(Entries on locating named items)
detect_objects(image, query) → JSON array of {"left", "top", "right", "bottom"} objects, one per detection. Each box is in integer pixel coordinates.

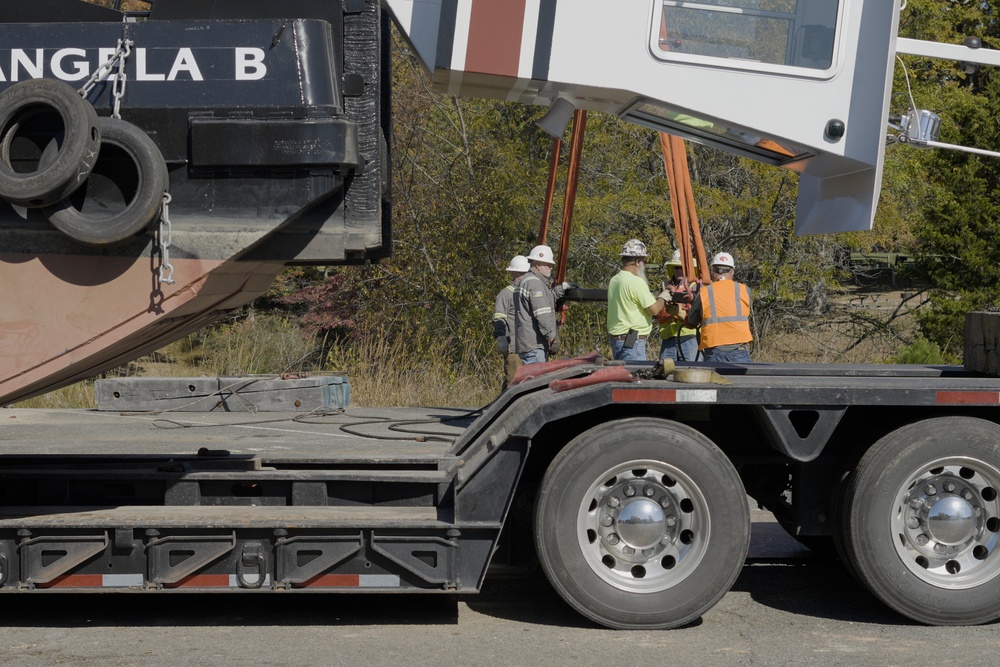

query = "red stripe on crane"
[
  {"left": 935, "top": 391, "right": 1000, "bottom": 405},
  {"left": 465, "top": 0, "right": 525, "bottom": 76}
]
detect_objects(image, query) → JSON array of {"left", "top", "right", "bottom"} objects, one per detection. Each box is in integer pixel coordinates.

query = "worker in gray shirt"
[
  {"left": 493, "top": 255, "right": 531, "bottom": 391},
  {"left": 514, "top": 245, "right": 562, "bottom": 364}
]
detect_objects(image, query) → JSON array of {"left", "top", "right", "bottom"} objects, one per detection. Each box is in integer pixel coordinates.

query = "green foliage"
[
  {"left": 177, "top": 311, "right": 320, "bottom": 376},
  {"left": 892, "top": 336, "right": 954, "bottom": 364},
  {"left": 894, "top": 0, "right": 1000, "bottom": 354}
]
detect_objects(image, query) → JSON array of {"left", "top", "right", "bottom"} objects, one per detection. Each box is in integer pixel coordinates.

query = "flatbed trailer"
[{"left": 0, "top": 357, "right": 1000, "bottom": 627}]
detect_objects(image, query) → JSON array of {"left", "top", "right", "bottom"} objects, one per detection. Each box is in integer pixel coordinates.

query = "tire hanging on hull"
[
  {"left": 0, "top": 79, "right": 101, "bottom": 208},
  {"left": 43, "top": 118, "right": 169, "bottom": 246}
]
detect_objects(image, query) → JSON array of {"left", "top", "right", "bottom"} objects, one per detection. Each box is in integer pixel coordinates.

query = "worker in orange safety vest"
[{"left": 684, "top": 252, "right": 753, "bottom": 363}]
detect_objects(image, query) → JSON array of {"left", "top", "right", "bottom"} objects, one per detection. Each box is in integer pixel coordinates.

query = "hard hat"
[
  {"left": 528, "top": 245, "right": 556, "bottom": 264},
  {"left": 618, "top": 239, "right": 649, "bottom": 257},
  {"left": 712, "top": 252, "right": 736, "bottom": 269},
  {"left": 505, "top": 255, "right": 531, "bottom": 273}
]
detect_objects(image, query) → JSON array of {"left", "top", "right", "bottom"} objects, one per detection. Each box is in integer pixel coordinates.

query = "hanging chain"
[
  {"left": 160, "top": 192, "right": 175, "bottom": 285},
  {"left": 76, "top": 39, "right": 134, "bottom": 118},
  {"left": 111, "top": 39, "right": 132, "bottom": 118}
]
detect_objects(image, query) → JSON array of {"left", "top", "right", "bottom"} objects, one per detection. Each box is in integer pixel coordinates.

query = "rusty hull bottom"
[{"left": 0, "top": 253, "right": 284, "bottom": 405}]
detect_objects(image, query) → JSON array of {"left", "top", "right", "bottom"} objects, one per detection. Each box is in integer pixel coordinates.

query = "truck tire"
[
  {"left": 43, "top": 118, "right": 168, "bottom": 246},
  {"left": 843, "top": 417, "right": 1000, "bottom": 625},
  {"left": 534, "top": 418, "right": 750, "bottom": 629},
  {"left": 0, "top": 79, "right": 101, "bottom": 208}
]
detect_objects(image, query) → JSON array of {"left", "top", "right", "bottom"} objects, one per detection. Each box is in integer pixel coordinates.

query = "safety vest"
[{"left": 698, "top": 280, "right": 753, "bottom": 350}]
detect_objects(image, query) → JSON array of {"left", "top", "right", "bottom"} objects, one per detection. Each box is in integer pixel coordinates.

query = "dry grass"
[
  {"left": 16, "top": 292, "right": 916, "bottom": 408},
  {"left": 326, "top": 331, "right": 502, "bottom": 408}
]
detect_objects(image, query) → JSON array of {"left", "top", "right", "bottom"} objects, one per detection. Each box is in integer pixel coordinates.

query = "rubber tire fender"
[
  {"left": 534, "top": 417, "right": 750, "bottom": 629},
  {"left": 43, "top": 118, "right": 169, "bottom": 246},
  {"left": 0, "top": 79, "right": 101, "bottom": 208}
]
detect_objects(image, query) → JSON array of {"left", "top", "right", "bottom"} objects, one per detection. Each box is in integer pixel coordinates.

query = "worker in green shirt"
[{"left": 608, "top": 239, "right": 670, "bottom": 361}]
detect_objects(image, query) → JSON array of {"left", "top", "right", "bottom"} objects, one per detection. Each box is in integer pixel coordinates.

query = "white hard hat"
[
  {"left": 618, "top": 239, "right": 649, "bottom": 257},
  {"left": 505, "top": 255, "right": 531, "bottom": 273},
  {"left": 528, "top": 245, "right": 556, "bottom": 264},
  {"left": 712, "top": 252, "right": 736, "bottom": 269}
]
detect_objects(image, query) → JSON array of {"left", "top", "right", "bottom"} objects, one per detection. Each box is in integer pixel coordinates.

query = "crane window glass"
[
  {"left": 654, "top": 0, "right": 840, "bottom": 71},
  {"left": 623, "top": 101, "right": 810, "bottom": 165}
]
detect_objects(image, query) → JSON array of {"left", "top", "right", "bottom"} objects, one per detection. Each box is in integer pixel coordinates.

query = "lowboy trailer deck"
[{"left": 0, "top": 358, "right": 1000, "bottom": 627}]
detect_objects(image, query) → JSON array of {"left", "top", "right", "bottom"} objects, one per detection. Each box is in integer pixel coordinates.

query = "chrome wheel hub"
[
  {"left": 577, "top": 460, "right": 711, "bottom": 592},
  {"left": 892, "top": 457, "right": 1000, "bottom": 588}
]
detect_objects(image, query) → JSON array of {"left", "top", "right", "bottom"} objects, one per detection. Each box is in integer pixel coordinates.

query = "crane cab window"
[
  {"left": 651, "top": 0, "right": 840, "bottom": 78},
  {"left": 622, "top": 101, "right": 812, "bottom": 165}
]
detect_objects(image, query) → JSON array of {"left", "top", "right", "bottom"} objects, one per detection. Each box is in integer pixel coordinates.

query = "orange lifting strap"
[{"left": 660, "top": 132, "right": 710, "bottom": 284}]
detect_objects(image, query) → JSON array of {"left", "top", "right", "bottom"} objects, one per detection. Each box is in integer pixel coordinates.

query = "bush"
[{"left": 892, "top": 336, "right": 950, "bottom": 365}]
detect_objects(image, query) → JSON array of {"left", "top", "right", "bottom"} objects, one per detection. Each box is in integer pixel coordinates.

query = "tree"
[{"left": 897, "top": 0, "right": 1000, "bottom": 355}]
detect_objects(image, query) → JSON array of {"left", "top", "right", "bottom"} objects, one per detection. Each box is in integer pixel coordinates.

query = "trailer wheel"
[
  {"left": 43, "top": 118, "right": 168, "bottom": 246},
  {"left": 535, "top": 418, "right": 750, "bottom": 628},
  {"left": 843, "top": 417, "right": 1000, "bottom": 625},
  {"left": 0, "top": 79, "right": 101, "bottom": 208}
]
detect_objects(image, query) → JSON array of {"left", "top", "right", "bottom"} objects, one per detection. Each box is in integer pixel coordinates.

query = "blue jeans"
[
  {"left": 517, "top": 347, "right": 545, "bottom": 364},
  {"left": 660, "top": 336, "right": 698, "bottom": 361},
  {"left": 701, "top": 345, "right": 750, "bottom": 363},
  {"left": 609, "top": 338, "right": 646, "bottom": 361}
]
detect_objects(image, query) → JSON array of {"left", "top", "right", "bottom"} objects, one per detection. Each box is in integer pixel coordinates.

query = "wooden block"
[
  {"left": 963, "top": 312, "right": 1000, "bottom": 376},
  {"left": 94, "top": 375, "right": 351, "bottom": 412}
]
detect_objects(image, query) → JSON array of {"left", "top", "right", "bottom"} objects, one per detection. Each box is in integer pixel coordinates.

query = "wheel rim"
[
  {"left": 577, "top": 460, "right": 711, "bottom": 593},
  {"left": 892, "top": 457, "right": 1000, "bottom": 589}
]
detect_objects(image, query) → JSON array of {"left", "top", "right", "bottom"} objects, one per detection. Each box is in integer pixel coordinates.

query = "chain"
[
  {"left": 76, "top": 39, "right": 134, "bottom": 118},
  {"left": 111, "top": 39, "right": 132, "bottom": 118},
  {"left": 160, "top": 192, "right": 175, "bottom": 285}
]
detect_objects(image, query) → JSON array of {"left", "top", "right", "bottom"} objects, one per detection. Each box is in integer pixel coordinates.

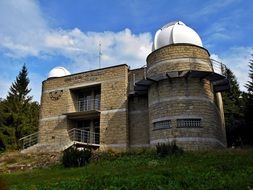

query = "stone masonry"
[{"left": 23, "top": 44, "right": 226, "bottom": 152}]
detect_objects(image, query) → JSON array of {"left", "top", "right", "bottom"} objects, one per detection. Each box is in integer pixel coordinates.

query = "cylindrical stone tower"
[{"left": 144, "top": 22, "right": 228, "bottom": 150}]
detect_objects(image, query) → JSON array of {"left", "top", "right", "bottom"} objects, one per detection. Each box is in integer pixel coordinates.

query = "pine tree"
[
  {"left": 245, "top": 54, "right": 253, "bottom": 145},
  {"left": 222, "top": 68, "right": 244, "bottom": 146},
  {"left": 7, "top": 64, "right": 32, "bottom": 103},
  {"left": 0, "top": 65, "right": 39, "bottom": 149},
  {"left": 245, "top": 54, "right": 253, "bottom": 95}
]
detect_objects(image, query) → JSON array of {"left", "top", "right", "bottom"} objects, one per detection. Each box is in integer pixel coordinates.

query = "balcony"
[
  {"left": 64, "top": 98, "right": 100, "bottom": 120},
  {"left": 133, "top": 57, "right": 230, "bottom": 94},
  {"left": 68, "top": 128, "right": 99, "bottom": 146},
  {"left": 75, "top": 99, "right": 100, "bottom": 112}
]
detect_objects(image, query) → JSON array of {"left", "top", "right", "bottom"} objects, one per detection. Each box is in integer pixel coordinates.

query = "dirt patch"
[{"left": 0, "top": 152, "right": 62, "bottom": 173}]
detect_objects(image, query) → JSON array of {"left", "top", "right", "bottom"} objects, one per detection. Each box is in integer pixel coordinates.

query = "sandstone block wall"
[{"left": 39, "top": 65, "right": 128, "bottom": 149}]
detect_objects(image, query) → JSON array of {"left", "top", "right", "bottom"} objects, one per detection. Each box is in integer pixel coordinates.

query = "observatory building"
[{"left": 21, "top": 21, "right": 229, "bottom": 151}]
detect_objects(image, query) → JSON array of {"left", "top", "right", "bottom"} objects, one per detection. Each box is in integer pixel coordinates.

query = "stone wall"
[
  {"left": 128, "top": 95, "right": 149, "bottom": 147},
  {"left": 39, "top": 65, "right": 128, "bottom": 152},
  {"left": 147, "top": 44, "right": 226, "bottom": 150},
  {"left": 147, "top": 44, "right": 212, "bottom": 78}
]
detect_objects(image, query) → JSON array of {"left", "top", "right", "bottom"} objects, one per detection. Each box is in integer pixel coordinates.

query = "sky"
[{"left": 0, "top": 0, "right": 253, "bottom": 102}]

==

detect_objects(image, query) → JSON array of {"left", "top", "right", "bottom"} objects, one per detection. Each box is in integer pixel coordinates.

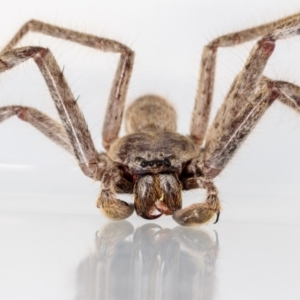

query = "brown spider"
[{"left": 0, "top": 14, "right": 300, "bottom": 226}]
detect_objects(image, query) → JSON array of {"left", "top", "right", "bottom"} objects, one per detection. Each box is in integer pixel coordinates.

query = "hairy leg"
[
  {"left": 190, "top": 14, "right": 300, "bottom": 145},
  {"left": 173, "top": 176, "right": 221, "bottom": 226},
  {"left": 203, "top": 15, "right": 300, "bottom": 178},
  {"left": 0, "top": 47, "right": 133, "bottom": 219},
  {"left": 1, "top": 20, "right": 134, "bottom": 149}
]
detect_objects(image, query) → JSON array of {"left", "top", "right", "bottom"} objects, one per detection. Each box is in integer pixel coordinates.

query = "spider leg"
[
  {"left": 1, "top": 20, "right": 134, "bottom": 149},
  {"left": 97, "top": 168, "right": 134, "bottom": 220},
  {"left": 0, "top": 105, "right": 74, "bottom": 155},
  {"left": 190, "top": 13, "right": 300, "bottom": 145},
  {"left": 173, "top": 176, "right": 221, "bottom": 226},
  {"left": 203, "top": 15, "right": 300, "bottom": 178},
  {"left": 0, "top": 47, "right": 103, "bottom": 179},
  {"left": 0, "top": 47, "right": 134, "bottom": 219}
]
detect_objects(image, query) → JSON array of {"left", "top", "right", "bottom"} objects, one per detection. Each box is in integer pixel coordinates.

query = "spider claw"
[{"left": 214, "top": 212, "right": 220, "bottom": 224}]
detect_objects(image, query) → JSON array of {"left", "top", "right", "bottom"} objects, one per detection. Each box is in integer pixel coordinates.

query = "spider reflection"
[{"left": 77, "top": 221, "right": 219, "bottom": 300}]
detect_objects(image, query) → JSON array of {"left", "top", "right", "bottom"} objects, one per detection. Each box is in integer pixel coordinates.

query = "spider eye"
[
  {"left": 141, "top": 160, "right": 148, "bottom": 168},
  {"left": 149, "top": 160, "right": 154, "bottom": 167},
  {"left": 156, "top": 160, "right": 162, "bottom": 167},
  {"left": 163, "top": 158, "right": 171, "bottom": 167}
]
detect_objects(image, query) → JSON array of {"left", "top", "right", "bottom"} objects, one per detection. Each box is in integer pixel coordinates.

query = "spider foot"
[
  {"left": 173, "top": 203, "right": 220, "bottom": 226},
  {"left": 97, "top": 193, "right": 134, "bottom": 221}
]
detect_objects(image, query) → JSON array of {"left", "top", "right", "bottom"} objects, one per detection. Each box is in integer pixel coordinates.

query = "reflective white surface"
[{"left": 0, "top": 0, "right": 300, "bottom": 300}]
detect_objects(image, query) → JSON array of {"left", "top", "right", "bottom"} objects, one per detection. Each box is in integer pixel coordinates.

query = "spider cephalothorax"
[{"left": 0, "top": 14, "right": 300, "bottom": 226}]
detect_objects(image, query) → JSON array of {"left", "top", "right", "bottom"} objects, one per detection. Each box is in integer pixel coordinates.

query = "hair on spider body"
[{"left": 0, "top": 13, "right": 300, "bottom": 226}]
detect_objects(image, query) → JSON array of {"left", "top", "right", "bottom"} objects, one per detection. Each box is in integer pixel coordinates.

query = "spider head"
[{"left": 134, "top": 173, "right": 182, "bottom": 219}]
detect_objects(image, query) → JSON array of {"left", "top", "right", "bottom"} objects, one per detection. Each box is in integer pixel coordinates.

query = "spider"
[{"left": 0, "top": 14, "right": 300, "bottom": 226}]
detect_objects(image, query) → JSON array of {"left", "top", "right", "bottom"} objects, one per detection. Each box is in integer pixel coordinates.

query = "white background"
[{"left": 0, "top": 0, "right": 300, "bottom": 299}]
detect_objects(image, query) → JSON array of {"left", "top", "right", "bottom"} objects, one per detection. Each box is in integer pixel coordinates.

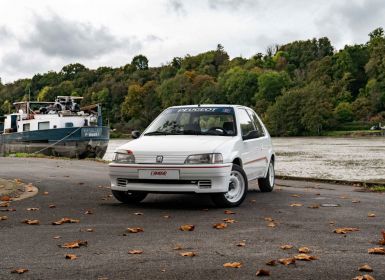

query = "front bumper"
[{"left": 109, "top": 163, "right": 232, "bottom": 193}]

...

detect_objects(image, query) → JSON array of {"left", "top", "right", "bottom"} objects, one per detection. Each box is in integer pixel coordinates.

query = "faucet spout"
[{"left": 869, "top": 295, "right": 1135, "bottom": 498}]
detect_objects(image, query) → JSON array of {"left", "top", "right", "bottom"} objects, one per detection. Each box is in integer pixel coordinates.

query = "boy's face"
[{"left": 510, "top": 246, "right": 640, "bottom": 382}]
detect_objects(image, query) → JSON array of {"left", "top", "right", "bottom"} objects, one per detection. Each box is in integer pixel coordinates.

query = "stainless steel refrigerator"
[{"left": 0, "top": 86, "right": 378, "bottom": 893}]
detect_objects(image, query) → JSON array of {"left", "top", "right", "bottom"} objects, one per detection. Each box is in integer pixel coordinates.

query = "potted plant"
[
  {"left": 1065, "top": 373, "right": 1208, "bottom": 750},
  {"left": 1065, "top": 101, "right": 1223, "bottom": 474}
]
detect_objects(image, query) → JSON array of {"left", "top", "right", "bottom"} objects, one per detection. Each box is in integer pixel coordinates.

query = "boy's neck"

_WHAT IS NEEDED_:
Pull out every line of the items that contains the string "worker", copying each one in full. Treat uppercase and lowercase as different.

_FULL ANSWER_:
query = "worker in gray shirt"
query = "worker in orange safety vest"
query = "worker in green shirt"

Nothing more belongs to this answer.